--- Begin Document excerpt ---
A numpy array of weights for i-th shard.

Return type:

np.ndarray

add_shard(X: ndarray, y: ndarray | None = None, w: ndarray | None = None, ids: ndarray | None = None) None[source]

Adds a data shard.

Parameters:
  • X (np.ndarray) – Feature array.

  • y (np.ndarray, optioanl (default None)) – Labels array.

  • w (np.ndarray, optioanl (default None)) – Weights array.

  • ids (np.ndarray, optioanl (default None)) – Identifiers array.

set_shard(shard_num: int, X: ndarray, y: ndarray | None = None, w: ndarray | None = None, ids: ndarray | None = None) None[source]

Writes data shard to disk.

Parameters:
  • shard_num (int) – Shard index for shard to set new data.

  • X (np.ndarray) – Feature array.

  • y (np.ndarray, optioanl (default None)) – Labels array.

  • w (np.ndarray, optioanl (default None)) – Weights array.
--- End Document excerpt ---
=== Directive 1 ===
Condense the entry in the API documentation excerpt that begins "add_shard(X: ndarray" into a short list that keeps its main facts.
The API documentation excerpt has nothing to do with the rows.
--- Begin Dataset records ---
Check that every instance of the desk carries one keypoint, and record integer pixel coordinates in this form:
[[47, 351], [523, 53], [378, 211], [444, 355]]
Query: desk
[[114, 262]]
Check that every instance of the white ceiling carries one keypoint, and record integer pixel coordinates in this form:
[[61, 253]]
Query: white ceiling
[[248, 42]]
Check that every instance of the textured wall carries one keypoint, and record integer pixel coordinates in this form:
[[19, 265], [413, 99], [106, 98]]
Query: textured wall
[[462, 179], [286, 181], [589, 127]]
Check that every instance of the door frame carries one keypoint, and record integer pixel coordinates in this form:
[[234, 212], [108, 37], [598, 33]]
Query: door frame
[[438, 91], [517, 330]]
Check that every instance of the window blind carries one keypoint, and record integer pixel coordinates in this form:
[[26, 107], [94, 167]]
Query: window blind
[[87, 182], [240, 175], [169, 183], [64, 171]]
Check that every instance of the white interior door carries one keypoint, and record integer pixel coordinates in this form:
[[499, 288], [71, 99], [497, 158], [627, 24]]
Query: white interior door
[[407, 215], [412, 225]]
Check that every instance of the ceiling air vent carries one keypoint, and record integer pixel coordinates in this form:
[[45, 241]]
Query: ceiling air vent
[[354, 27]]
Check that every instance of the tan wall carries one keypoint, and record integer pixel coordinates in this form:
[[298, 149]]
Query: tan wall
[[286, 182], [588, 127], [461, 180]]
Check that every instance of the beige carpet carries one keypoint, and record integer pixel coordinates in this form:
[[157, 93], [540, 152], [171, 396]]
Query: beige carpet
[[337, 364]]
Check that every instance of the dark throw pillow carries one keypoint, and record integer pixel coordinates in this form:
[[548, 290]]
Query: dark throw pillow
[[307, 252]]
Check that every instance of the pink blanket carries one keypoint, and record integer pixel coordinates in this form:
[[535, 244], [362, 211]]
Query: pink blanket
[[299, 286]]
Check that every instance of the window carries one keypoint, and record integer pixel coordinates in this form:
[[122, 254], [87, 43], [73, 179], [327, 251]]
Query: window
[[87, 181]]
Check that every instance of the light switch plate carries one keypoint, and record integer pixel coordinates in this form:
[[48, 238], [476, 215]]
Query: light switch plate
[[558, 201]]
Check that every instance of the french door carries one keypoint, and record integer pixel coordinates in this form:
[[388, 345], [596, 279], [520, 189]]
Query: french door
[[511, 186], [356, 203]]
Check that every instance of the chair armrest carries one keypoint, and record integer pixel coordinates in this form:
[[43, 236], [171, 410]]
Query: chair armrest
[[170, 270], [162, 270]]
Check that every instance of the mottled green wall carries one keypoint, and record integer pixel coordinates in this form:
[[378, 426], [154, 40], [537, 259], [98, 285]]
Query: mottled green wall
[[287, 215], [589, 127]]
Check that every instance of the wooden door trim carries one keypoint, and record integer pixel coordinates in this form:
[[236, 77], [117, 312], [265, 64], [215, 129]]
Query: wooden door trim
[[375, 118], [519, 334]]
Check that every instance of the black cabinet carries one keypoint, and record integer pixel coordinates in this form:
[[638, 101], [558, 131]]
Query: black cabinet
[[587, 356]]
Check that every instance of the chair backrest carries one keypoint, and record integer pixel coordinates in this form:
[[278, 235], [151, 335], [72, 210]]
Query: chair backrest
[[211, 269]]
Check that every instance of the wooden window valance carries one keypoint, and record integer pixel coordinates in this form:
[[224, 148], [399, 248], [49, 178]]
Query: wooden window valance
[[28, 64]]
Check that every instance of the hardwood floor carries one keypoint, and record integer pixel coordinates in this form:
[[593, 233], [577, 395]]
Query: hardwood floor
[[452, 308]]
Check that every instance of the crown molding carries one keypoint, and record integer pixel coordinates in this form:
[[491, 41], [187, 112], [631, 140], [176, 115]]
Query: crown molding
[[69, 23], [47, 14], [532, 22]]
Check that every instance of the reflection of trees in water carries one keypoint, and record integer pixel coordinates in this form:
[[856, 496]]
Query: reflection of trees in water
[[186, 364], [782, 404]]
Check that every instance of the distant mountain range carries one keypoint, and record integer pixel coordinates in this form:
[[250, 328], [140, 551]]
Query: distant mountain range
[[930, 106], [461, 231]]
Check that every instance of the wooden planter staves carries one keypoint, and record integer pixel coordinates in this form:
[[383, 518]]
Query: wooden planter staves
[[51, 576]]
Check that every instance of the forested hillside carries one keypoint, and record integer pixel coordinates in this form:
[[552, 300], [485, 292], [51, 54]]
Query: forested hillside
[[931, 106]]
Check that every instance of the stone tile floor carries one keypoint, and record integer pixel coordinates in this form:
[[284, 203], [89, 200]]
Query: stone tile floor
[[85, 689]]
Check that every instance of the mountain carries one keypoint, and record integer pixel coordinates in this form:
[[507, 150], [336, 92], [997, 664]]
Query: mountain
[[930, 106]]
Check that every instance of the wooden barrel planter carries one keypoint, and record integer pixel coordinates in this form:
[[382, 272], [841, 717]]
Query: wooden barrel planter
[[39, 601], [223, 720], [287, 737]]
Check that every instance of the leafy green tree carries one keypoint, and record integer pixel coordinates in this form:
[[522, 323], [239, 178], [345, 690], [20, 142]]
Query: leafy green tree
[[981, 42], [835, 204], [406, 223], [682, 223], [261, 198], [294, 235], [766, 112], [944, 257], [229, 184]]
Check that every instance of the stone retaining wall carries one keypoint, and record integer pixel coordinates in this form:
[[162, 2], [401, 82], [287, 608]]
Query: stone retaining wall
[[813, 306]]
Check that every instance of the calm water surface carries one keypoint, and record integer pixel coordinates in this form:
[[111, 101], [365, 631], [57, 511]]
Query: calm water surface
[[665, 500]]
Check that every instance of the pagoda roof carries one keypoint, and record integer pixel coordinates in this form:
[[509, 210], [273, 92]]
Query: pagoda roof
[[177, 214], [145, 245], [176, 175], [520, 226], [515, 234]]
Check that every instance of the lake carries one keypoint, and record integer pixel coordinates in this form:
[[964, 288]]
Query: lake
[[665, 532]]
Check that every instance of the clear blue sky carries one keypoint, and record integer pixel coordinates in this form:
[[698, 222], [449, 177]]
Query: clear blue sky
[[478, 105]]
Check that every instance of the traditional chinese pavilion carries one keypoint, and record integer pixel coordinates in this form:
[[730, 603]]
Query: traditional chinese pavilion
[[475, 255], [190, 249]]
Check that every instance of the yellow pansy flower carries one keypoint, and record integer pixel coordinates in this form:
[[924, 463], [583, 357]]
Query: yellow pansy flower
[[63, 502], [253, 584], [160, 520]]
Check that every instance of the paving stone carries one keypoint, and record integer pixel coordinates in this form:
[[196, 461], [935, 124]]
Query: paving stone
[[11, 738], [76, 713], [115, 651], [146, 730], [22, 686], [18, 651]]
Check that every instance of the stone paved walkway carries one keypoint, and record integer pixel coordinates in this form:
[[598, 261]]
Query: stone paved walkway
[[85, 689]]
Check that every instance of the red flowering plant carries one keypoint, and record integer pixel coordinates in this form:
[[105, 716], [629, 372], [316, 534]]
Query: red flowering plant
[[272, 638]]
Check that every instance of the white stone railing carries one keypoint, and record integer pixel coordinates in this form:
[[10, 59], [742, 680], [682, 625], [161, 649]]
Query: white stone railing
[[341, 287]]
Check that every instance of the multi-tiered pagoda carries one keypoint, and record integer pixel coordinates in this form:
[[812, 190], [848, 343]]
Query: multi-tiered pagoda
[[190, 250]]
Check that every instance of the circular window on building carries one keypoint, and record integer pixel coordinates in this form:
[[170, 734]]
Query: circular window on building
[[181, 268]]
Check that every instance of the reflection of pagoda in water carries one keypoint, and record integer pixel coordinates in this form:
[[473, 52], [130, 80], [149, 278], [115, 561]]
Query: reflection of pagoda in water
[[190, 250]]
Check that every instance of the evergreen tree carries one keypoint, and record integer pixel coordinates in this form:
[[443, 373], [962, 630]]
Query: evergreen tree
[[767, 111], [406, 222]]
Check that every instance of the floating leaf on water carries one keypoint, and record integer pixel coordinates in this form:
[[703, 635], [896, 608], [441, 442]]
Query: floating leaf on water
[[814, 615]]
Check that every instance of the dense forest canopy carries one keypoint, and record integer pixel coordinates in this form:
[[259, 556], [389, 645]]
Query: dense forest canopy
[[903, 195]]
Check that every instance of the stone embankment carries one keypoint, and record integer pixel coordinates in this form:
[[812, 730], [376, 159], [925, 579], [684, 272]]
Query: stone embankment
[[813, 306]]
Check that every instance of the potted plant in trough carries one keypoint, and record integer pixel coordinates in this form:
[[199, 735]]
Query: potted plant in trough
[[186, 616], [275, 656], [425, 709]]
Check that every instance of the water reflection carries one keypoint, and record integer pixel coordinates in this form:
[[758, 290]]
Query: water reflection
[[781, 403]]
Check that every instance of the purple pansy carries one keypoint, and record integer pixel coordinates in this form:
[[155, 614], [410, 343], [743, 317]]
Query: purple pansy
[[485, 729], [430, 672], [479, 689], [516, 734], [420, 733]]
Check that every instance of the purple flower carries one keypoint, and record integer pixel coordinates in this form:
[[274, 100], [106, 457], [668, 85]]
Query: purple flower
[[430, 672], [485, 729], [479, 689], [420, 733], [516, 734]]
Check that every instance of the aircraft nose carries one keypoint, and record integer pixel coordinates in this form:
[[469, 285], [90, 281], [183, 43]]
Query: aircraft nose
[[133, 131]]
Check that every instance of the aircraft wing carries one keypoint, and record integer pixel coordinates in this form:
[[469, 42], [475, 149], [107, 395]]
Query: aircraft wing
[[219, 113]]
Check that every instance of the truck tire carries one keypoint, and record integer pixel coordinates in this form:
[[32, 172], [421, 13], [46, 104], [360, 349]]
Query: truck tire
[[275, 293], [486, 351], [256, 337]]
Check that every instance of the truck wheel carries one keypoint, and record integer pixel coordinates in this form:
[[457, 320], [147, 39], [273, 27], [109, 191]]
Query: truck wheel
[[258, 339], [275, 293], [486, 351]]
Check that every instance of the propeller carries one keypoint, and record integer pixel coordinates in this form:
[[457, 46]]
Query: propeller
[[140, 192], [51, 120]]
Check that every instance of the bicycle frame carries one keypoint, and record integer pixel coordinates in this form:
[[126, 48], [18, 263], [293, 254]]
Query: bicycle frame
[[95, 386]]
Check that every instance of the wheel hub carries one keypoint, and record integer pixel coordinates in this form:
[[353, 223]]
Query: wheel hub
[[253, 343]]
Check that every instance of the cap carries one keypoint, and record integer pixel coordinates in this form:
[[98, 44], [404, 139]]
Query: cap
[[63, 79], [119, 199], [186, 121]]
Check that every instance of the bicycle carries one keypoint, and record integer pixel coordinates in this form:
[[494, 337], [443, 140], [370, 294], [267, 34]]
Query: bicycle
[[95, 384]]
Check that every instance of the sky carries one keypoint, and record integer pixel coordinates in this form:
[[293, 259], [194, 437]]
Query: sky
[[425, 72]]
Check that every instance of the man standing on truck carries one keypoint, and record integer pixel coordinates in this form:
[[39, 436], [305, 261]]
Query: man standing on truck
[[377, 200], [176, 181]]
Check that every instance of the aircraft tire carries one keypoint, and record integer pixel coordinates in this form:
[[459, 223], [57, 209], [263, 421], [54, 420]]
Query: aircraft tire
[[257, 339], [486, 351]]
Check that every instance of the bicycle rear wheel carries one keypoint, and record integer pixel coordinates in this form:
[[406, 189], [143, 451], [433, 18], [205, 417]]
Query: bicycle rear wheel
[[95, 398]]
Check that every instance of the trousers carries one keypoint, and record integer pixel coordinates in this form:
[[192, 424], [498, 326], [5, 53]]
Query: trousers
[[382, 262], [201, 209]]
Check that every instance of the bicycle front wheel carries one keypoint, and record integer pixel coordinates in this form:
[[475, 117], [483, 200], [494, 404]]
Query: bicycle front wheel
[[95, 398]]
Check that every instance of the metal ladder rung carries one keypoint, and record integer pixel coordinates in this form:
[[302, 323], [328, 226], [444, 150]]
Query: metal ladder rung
--- End Dataset records ---
=== Directive 2 ===
Print the rows between the line holding "Check that every instance of the aircraft nose" and the line holding "[[95, 386]]", inclusive.

=== Problem solution 1 ===
- add_shard adds a data shard and returns None.
- X (np.ndarray): feature array, required.
- y (np.ndarray): labels array, defaults to None.
- w (np.ndarray): weights array, defaults to None.
- ids (np.ndarray): identifiers array, defaults to None.

=== Problem solution 2 ===
Check that every instance of the aircraft nose carries one keypoint, and record integer pixel coordinates in this form:
[[469, 285], [90, 281], [183, 43]]
Query: aircraft nose
[[133, 131]]
Check that every instance of the aircraft wing carries one keypoint, and record integer pixel coordinates in this form:
[[469, 42], [475, 149], [107, 395]]
Query: aircraft wing
[[219, 113]]
Check that every instance of the truck tire carries one keypoint, and record integer pixel coordinates in this form:
[[32, 172], [421, 13], [46, 104], [360, 349]]
Query: truck tire
[[275, 293], [486, 351], [256, 337]]
Check that every instance of the truck wheel carries one keypoint, and record integer pixel coordinates in this form:
[[457, 320], [147, 39], [273, 27], [109, 191]]
Query: truck wheel
[[258, 339], [275, 293], [486, 351]]
Check that every instance of the propeller carries one keypoint, and record integer pixel coordinates in this form:
[[457, 46]]
Query: propeller
[[140, 192], [51, 120]]
Check that every instance of the bicycle frame carries one keypoint, and record integer pixel coordinates in this form:
[[126, 48], [18, 263], [293, 254]]
Query: bicycle frame
[[95, 386]]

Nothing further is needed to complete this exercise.